Set exercise:
Reproduce, word for word, the entire passage below on compassion as a value shared by Buddhists, Confucians and Taoists.

____ Extracted text

Caring, and especially the closely related concept of compassion, is the only core value shared by the Buddhists, Confucians and Taoists, which is remarkable considering that their teachings often diverge if not clash. Let’s compare what some of their greatest champions say on this topic: compassion is the greatest virtue of Mahayana Buddhism, and thus it comes as no surprise that a prominent Buddhist once said “The greatest degree of inner tranquility comes from the cultivation of love and compassion. The more we care for the happiness of others, the greater is our own sense of well-being.” Laozi talks about compassion as one of his three most treasured virtues, and in the Confucian Analects, the concept of ren or humanity, which is about putting oneself in peoples’ shoes and acting upon it, is mentioned in nearly one hundred passages.  The Chinese graph for “ren,” which you can translate as “humanity” or “benevolence,” is simply a symbol of a person next to the symbol for the number two. Humanity is realized if we think about the “we” as much as the “me.” People are fond of quoting the expression “no man is an island” from a poem by John Donne. He was trying to say the same thing. But Donne didn’t think about what an island really is. Islands are a lot like people. On the surface, we appear to be separate and independent. Yet under the surface we are linked together. Thus your happiness is inseparably linked to the happiness you create for others.

________
____ Listed records

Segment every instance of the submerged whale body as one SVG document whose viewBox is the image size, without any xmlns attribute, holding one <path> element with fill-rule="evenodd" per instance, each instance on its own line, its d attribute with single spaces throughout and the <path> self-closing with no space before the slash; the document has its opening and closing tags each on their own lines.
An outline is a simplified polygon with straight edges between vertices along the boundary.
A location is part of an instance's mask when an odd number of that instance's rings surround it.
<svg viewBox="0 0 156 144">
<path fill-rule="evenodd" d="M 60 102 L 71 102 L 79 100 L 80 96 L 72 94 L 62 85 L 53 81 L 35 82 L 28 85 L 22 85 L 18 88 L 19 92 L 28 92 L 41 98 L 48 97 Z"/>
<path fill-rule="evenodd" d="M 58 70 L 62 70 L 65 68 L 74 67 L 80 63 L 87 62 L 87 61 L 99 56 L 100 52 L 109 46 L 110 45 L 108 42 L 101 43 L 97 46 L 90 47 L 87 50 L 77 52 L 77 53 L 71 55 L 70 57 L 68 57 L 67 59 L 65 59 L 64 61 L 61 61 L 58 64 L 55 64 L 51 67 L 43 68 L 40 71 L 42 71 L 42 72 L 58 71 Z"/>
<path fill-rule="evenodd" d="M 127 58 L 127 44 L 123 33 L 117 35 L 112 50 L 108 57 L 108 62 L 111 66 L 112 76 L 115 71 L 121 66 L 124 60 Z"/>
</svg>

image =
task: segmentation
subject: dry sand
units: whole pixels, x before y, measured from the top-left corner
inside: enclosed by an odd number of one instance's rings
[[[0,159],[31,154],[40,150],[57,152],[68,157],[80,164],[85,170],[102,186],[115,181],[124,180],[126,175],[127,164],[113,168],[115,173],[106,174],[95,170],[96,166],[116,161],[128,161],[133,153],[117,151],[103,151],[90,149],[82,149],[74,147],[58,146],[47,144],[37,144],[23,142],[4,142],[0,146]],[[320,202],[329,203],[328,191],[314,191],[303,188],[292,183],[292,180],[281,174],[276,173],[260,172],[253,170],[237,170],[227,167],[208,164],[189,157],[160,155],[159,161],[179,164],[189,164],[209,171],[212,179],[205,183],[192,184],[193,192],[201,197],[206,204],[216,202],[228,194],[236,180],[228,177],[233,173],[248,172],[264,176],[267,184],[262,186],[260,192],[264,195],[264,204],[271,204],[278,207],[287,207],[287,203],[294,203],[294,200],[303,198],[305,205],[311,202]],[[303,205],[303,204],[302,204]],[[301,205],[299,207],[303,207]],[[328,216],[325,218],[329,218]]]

________

Solution for this task:
Caring, and especially the closely related concept of compassion, is the only core value shared by the Buddhists, Confucians and Taoists, which is remarkable considering that their teachings often diverge if not clash. Let’s compare what some of their greatest champions say on this topic: compassion is the greatest virtue of Mahayana Buddhism, and thus it comes as no surprise that a prominent Buddhist once said “The greatest degree of inner tranquility comes from the cultivation of love and compassion. The more we care for the happiness of others, the greater is our own sense of well-being.” Laozi talks about compassion as one of his three most treasured virtues, and in the Confucian Analects, the concept of ren or humanity, which is about putting oneself in peoples’ shoes and acting upon it, is mentioned in nearly one hundred passages.  The Chinese graph for “ren,” which you can translate as “humanity” or “benevolence,” is simply a symbol of a person next to the symbol for the number two. Humanity is realized if we think about the “we” as much as the “me.” People are fond of quoting the expression “no man is an island” from a poem by John Donne. He was trying to say the same thing. But Donne didn’t think about what an island really is. Islands are a lot like people. On the surface, we appear to be separate and independent. Yet under the surface we are linked together. Thus your happiness is inseparably linked to the happiness you create for others.